■ **Given task**: Swap every occurrence of "largest disc" in the rows below for "largest circle" and reproduce the rows with nothing else altered.

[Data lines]
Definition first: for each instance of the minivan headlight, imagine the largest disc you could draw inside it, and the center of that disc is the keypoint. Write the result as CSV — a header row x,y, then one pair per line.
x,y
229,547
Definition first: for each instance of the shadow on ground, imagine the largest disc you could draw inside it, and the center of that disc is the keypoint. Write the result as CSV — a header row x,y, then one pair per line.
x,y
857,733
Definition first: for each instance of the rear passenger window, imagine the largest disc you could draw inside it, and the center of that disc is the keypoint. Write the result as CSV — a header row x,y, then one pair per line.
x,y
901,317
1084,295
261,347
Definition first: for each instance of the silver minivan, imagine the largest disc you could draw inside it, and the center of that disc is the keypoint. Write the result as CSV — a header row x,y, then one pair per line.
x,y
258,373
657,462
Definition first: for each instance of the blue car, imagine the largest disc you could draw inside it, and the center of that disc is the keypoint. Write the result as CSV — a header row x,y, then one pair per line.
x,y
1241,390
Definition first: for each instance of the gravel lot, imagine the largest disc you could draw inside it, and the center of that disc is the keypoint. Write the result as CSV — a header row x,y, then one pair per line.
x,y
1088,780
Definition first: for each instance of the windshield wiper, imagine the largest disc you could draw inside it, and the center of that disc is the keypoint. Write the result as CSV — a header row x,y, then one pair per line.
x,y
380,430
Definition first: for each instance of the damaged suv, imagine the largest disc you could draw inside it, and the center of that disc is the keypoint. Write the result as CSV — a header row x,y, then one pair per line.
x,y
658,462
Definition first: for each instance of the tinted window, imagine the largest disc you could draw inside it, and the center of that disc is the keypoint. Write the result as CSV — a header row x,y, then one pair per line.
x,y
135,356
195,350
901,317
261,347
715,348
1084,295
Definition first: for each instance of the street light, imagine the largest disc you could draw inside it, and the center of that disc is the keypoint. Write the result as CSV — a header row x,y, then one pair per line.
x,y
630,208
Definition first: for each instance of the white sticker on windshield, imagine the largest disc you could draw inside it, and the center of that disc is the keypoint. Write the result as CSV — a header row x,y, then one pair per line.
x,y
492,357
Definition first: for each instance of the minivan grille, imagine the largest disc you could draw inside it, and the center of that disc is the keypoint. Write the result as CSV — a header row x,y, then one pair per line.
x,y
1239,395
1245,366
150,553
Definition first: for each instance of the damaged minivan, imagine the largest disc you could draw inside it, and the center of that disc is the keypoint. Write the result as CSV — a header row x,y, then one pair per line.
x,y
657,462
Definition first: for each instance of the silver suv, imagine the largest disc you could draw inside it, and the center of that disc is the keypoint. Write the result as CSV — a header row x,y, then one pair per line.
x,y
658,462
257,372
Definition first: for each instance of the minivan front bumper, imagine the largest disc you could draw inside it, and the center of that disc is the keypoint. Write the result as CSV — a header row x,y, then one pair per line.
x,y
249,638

■ **Written solution**:
Definition first: for each instance of the minivan headlight, imagine the largest circle you could draw inside it, and the center of that disc is the keypoint. Write the result as CSV — a header row x,y, then one pair per line.
x,y
229,547
Definition first: for each instance of the shadow on ground, imagine the largest circle you could draw inside it, and the center of that disc is the keypoint. Write the result as CSV — a header row x,y, then one pair per line.
x,y
857,733
Definition first: for each instance of the rear passenger window, imagine the largest circle you could draw inside it, and the center of that disc is the keypoint. Write the result as CSV — a header row x,y, then one pair per line.
x,y
901,317
1084,295
261,347
Definition first: for each instance of the silver minivan, imagine the largest circle you could draw inside it, and the center of that disc is the keypoint. Write the result as CSV — a header row x,y, then one pair per line.
x,y
258,373
657,462
Definition first: for each instance of the blue car, imagine the largest circle you could draw inside it, and the center of that disc is the keypoint. Write the result as CSV — a header row x,y, then one pair per line.
x,y
1241,390
Definition first: for each instance of the gravel lot, imagine the largest circle you could draw inside it, and the center of that disc is the keypoint. Write the result as CSV — a header row x,y, then one pair per line.
x,y
1088,780
Definition first: for each instance of the windshield wiper, imagine the largest circle you could draw inside it, and the center of that disc is the keypoint. Write the result as CSV — a header row x,y, then one pair per line.
x,y
380,430
Definition first: for each instance of the damaged suv, imagine the largest circle you could draw inside it, and the center of that disc is the keypoint. Write the result as CSV — a header row x,y, then one pair per line.
x,y
658,462
Definition first: for each instance of the tinted window, imagine the largest circle you could draw inside it, and the center of that disc is the keypoint. Write the result as CSV — a header row x,y, then one pair per line.
x,y
135,356
195,350
901,317
261,347
715,348
1084,295
Definition first: for each instance of the street light, imagine the largest circle you could draw inside it, and the center of that disc is the keypoint. Write the result as CSV — a header row x,y, then one pair per line.
x,y
630,208
Definition first: for each instance of the white sticker on windshield, imagine the largest circle you could draw inside it, and the center of that disc is the keypoint. Write the result as CSV — a header row x,y, then one pair per line.
x,y
492,357
Definition first: for each instance of the minivan grille, imagine the largest circle you could draw inside it, and the center of that disc is the keypoint. Write the result as CSV — a header row x,y, then one pair per line.
x,y
1239,395
1245,366
150,553
Definition first: for each instance of the damaged minivan, imagine the largest circle you could draw inside it, and the center of that disc is the keypoint. Write the result as CSV — a header row x,y, then one pair per line.
x,y
657,462
Definition first: for each instance of the silver suv, imagine the largest circle you could draw inside it, and the center of that disc is the keypoint. Write the result as CSV — a header row x,y, then one pair per line.
x,y
658,462
257,372
Definition first: for each instance of the minivan front bumper, imagine the largest circle you could draw inside it, and the center of that disc is the keypoint. Write the result as CSV — a header row x,y, then one pair per line.
x,y
249,638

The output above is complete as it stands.